• _Instruction_
Report every line in the rows below that contains the string "inside", treating uppercase and lowercase as different.

• _Exercise data_
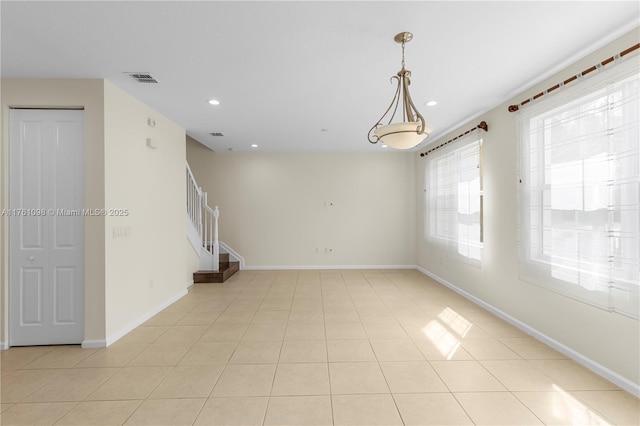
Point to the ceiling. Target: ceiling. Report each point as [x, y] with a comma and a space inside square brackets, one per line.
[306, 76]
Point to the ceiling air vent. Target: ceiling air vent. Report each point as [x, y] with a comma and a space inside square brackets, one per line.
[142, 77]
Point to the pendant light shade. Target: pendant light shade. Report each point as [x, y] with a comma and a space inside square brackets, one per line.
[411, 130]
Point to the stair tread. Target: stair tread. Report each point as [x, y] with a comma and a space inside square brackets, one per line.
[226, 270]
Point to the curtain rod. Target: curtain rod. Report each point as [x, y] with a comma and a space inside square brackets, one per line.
==
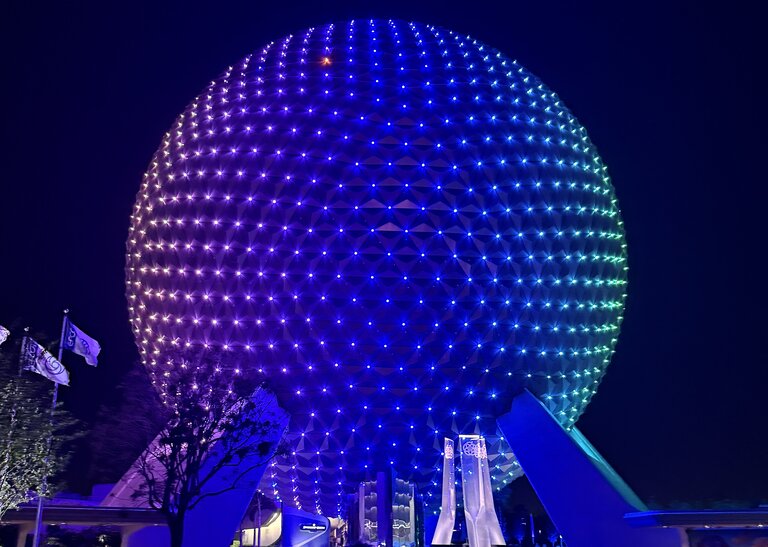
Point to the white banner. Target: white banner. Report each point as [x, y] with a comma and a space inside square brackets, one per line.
--
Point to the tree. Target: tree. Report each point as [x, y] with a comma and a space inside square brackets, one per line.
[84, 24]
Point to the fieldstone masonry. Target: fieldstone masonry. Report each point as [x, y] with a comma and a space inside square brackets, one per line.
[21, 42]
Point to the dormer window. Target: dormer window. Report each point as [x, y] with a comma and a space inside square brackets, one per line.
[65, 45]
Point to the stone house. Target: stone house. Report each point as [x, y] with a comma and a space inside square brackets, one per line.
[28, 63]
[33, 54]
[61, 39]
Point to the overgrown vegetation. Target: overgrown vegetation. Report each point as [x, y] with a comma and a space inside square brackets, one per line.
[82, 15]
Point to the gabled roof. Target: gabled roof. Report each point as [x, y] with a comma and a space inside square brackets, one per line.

• _Correct response_
Point to the ceiling. Target: ceiling. Report each point as [x, y] with a comma and a space inside square brackets, one per line.
Point to the ceiling air vent. Target: ceiling air vent. Report each point as [x, y] with a comma and a space inside square brackets, one per line.
Point to the pendant light shade. Target: pendant light shade. Report each point as [x, y] with a comma and a space inside square brackets, one per line.
Point to the stair tread. Target: stair tread. Report each point as [x, y] with a comma and a space inside square brackets, one per line.
Point to the curtain rod. Target: curtain rod. Report each point as [x, y] with a comma and a space inside square brackets, one per line.
Point to the white banner. Target: white banner. Report each point as [x, y] with a comma and a space inside square brackets, one per line.
Point to the tree. Target: tree. Report each point as [x, y] with a comma and a space inside square brackets, one per line.
Point to the fieldstone masonry. Target: fieldstone masonry. Report each point as [x, y] with a comma and a space inside square brackets, one per line.
Point to the dormer window. Target: dormer window. Report each point as [x, y] with a comma and a space inside square brackets, one per line.
Point to the stone house. Target: stone house. Report each point as [x, y] with a comma and a space inside square brackets, one per line.
Point to the overgrown vegetation. Target: overgrown vegetation. Report each point as [x, y] with a comma and a space inside square brackets, one per line.
Point to the gabled roof. Target: gabled roof. Report each point as [x, y] with a comma and a space inside square brackets, one per line.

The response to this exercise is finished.